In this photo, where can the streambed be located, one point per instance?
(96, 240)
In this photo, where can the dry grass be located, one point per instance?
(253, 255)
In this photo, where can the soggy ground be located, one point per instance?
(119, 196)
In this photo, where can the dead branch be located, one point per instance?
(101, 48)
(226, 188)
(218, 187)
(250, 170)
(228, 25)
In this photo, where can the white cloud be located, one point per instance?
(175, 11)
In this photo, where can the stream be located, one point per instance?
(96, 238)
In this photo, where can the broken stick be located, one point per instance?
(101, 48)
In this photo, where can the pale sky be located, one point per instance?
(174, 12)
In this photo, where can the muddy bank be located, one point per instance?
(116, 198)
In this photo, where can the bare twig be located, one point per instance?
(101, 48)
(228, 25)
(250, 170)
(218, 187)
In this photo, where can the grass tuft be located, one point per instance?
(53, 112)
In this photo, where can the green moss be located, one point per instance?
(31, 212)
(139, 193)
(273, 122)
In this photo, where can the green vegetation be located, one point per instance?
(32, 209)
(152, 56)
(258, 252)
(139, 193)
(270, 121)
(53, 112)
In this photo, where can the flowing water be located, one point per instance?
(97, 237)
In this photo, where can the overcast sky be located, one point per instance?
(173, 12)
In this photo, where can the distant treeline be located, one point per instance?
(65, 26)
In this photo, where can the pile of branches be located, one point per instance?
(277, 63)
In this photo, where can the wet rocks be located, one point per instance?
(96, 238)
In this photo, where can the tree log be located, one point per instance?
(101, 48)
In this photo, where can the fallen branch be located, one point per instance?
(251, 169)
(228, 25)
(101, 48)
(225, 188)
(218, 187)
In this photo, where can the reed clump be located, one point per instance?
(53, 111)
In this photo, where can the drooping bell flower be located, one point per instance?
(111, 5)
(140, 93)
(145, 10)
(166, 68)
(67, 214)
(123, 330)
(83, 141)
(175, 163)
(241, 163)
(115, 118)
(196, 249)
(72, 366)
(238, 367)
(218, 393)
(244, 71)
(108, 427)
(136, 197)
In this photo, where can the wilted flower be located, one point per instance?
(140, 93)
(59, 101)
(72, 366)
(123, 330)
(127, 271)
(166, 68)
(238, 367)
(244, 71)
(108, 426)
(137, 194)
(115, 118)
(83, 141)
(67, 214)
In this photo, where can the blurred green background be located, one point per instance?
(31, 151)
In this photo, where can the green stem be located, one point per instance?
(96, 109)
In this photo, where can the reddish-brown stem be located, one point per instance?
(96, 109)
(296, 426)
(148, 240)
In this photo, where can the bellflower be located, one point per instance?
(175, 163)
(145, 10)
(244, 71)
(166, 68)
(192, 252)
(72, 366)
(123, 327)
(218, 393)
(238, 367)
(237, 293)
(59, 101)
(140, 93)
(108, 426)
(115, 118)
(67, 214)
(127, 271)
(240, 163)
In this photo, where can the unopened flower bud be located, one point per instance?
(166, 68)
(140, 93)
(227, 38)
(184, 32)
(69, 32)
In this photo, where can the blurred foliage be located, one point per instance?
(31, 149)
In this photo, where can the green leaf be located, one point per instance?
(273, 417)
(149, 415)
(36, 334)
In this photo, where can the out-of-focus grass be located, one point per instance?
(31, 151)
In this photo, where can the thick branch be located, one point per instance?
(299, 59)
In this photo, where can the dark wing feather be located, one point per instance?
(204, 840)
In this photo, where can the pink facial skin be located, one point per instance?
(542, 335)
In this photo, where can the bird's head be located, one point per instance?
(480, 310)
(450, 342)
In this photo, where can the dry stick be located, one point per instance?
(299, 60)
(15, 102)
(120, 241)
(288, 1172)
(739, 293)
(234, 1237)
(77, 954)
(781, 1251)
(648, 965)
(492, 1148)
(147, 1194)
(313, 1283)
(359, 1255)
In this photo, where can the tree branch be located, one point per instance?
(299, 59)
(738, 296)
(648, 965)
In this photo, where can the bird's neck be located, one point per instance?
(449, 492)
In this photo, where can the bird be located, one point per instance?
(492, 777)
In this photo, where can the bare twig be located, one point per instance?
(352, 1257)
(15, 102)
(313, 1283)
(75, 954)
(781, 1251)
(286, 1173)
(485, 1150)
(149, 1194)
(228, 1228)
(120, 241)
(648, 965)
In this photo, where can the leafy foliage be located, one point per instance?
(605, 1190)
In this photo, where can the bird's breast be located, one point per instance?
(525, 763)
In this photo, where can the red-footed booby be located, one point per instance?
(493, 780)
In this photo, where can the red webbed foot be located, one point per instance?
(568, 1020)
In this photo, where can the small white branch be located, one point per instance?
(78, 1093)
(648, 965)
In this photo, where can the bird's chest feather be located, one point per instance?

· · ·

■ **Objective**: Copy every line of the records word for word.

■ **Response**:
In this photo, where can the streambed be located, one point per instance?
(96, 240)
In this photo, where can the dry grass be located, one point per instance?
(253, 255)
In this photo, where can the soggy ground be located, one point per instance?
(119, 196)
In this photo, where can the dead branch be located, one point per instance?
(101, 48)
(226, 188)
(218, 187)
(250, 170)
(228, 25)
In this photo, where can the white cloud be located, one point per instance?
(175, 11)
In this photo, where can the stream be located, one point per instance?
(96, 238)
In this photo, where can the broken stick be located, one point per instance?
(101, 48)
In this photo, where can the pale sky be located, one point per instance?
(174, 12)
In this photo, where can the muddy bank be located, one point per instance?
(116, 198)
In this photo, where can the bare twig be located, one point per instance?
(101, 48)
(228, 25)
(250, 170)
(218, 187)
In this photo, where can the grass tuft be located, one point per instance?
(53, 112)
In this photo, where can the green moss be located, one point per instance?
(31, 212)
(139, 193)
(273, 122)
In this photo, where can the green vegetation be located, one point per instance?
(32, 209)
(152, 56)
(258, 252)
(139, 193)
(270, 121)
(53, 112)
In this photo, where can the flowing water be located, one point per instance?
(97, 237)
In this photo, where can the overcast sky be located, one point per instance?
(173, 12)
In this photo, where can the distant treeline be located, one point per instance?
(65, 26)
In this photo, where can the pile of branches be located, one point per instance?
(277, 63)
In this photo, where can the wet rocks be located, one point per instance?
(96, 238)
In this photo, where can the tree log be located, one point per instance?
(101, 48)
In this photo, where can the fallen branch be located, one point per instance?
(251, 169)
(228, 25)
(101, 48)
(225, 188)
(218, 187)
In this photo, where can the reed clump be located, one point per instance?
(53, 111)
In this photo, where can the drooping bell flower be located, one point per instance?
(111, 5)
(140, 93)
(145, 10)
(166, 68)
(67, 214)
(123, 330)
(83, 141)
(175, 163)
(241, 163)
(115, 118)
(196, 249)
(72, 366)
(238, 367)
(218, 393)
(244, 71)
(108, 427)
(136, 197)
In this photo, where can the wilted flower be located, one point per instance?
(140, 93)
(59, 101)
(72, 366)
(123, 330)
(127, 271)
(166, 68)
(238, 367)
(244, 71)
(108, 426)
(137, 194)
(115, 118)
(83, 141)
(67, 214)
In this photo, where can the blurred green background be located, one point per instance?
(31, 151)
In this photo, where can the green stem be located, one point per instance?
(96, 109)
In this photo, where can the reddish-brown stem be located, one point per instance?
(96, 109)
(296, 426)
(148, 240)
In this photo, where can the bellflower be located, one point per instance?
(175, 163)
(145, 10)
(244, 71)
(166, 68)
(192, 252)
(72, 366)
(123, 327)
(218, 393)
(238, 367)
(237, 293)
(59, 101)
(140, 93)
(108, 426)
(115, 118)
(67, 214)
(127, 271)
(240, 163)
In this photo, where can the unopened flower bud be located, one point per instance?
(166, 68)
(140, 93)
(227, 38)
(184, 32)
(69, 32)
In this photo, where can the blurred foliage be located, one point per instance?
(31, 149)
In this photo, where can the green leaf be located, one point per instance?
(273, 417)
(149, 415)
(36, 334)
In this photo, where can the out-of-focus grass be located, one point per instance?
(31, 151)
In this photo, where can the thick branch be located, one point per instance?
(299, 59)
In this photo, where can the dark wing feather be located, one point per instance?
(204, 840)
In this photo, where can the pink facial skin be located, one point per instance?
(542, 335)
In this photo, where can the bird's head be located, one point per instance?
(480, 310)
(450, 342)
In this photo, where can the dry stick be located, one point per instance?
(299, 60)
(15, 102)
(120, 241)
(288, 1172)
(739, 293)
(234, 1237)
(77, 954)
(781, 1251)
(648, 965)
(492, 1148)
(147, 1194)
(313, 1283)
(359, 1255)
In this photo, where can the tree branch be located, one point per instance?
(299, 59)
(738, 296)
(648, 965)
In this photo, where can the bird's neck be located, one point per instance?
(449, 492)
In this photo, where can the bird be located, one point per instance?
(492, 777)
In this photo, where can the bare twig be located, one point per instance?
(352, 1257)
(15, 102)
(313, 1283)
(75, 954)
(781, 1251)
(286, 1173)
(485, 1150)
(149, 1194)
(228, 1228)
(120, 241)
(648, 965)
In this photo, where can the leafy foliage be located, one point per instance?
(605, 1190)
In this photo, where can the bird's breast be located, one point per instance?
(525, 763)
In this photo, where can the red-footed booby be located, one point per instance?
(493, 780)
In this photo, where can the red webbed foot be located, one point per instance?
(568, 1020)
In this photo, where can the small white branch be located, one point per instance?
(78, 1093)
(648, 965)
In this photo, where can the bird's chest feather be located, one point per instance?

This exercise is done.